• Material for this exercise
== Segment start ==

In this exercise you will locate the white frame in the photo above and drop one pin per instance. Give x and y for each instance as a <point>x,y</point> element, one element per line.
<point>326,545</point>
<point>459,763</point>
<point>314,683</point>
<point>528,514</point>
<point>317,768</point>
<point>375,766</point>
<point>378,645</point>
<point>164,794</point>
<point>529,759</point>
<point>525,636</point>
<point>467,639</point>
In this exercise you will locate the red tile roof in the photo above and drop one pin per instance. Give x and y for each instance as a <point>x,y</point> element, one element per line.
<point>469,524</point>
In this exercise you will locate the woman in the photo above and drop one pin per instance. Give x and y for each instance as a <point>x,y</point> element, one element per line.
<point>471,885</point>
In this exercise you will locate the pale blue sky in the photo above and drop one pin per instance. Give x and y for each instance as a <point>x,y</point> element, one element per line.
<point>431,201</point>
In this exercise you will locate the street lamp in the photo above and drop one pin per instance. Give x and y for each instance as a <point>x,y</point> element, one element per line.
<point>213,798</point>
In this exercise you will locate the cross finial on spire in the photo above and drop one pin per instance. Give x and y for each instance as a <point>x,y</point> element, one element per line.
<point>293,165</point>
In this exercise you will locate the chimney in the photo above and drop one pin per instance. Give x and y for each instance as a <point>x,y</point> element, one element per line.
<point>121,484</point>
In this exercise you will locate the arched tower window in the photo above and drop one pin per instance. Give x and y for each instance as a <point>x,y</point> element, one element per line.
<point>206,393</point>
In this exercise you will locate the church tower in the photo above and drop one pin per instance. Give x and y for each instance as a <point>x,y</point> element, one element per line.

== Segment end ==

• Assignment
Every single entry is to be retyped exactly.

• Task result
In this exercise you will locate the white frame in the photo above and drop one pin per instance. Give x and y for each instance as a <point>x,y</point> element, one element per line.
<point>326,545</point>
<point>459,763</point>
<point>314,683</point>
<point>528,514</point>
<point>317,768</point>
<point>375,766</point>
<point>378,645</point>
<point>164,794</point>
<point>529,759</point>
<point>525,636</point>
<point>467,639</point>
In this exercise you will locate the red tile roof in the photo above and drop one pin per instance. Give x and y for each instance as a <point>x,y</point> element, one element per line.
<point>469,524</point>
In this exercise you will locate the woman in the photo above and drop one pin per instance. Give x and y for each instance as a <point>x,y</point> element, one element per line.
<point>471,885</point>
In this exercise you will locate the pale blue sky in the photo above and drop one pin per instance. Give x and y for each instance as a <point>x,y</point> element, one element per line.
<point>431,201</point>
In this exercise you will locate the street lamp in the photo above and drop one pin per instance. Give x and y for each instance as a <point>x,y</point> element, one element per line.
<point>213,798</point>
In this exercise you will locate the cross finial on spire in the photo above and drop one pin per instance. Give x and y for each instance as a <point>x,y</point> element, one element per line.
<point>293,165</point>
In this exercise you will locate the chimney in the photo above and drop one pin per instance. Give x and y for each instance as a <point>x,y</point> element, one element per line.
<point>121,484</point>
In this exercise you will locate the arched tower window in the photo above and drop one pin per instance. Give x and y for each instance as a <point>x,y</point> element, one element per line.
<point>206,393</point>
In this exercise you will locate the church tower in the photo above and drop one pin per instance. Give x and y for each instance as a <point>x,y</point> element, one element per line.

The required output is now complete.